[Requisitos do exercício]
1. Liste as instituições e entidades citadas no perfil de Alex Garcia, sem contar programas nem cursos.
2. Prossiga o perfil de Alex Garcia a partir do ponto em que ele termina.
══ Trecho citado ══
Alex Garcia Alex Garcia Pessoa Surdocega; Formação em Educação Especial com Habilitação em Deficientes da Audiocomunicação, Universidade Federal de Santa Maria, Santa Maria-RS; Curso de Especialização em Educação Especial; Presidente da Associação Gaúcha de Pais e Amigos dos Surdocegos e Multideficientes - AGAPASM; Membro da World Federation of Deafblind - WFDB; Autor da obra Surdocegueira: empírica e científica; Vencedor II Prêmio Sentidos; Rotariano Honorário - Rotary Club de São Luiz Gonzaga-RS. Líder Internacional para o Emprego de Pessoas com Deficiência - Professional Program on International Leadership, Employment, and Disability (I-LEAD) graduado poela Mobility International USA / MIUSA; Ministrante de Palestras, Cursos, Seminários, Conferências sobre Surdocegueira e Múltideficiência em Congressos Nacionais e Internacionais; Publicação de Artigos sobre o Tema em Revistas Científicas, Jornais e Sites; Participação em Pesquisas na Universidade Federal de Santa Maria; Santa Maria-RS.
═══
══ Trecho dos dados ══
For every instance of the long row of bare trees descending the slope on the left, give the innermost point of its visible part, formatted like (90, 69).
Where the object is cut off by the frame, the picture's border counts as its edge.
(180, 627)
═══
[Respostas esperadas]
1.
Universidade Federal de Santa Maria
Associação Gaúcha de Pais e Amigos dos Surdocegos e Multideficientes (AGAPASM)
World Federation of Deafblind (WFDB)
Rotary Club de São Luiz Gonzaga-RS
Mobility International USA (MIUSA)

2.
Surdocegueira / Aspectos Legais de Apoio à Surdocegueira
Alex Garcia
Surdocegueira:
Conceitos e Classificações para a Ruptura
Dogmática
A fim de se definir a Surdocegueira e consequentemente o Surdocego,
foram muitos os argumentos tendo como parâmetros desde
características etiológicas e técnicas
até as funcionais e empíricas.
Não seria convincente de nossa parte estruturar neste
trabalho várias definições,
vários conceitos simplesmente pelo fato de
citá-los.
É conveniente procedermos à análise
daquela definição que também
nós, como educadores e portadores de Surdocegueira,
consideramos potencializadora de compreensão.
Desta forma, consideramos pertinentes, tanto do ponto de vista
analítico quanto sintético, a
definição adotada pela 1°
Conferência Mundial Helen Keller.
Assim:
“Surdocegos são os indivíduos que tem
uma perda substancial de audição e
visão, de tal modo que a combinação
das suas deficiências causa extrema dificuldade na conquista
de habilidades educacionais, vocacionais, de lazer e social”.
(Kinney, 1977, p. 21).
Através da análise desta
definição, podemos identificar o quão
significativo se propõem a palavra
combinação neste tópico.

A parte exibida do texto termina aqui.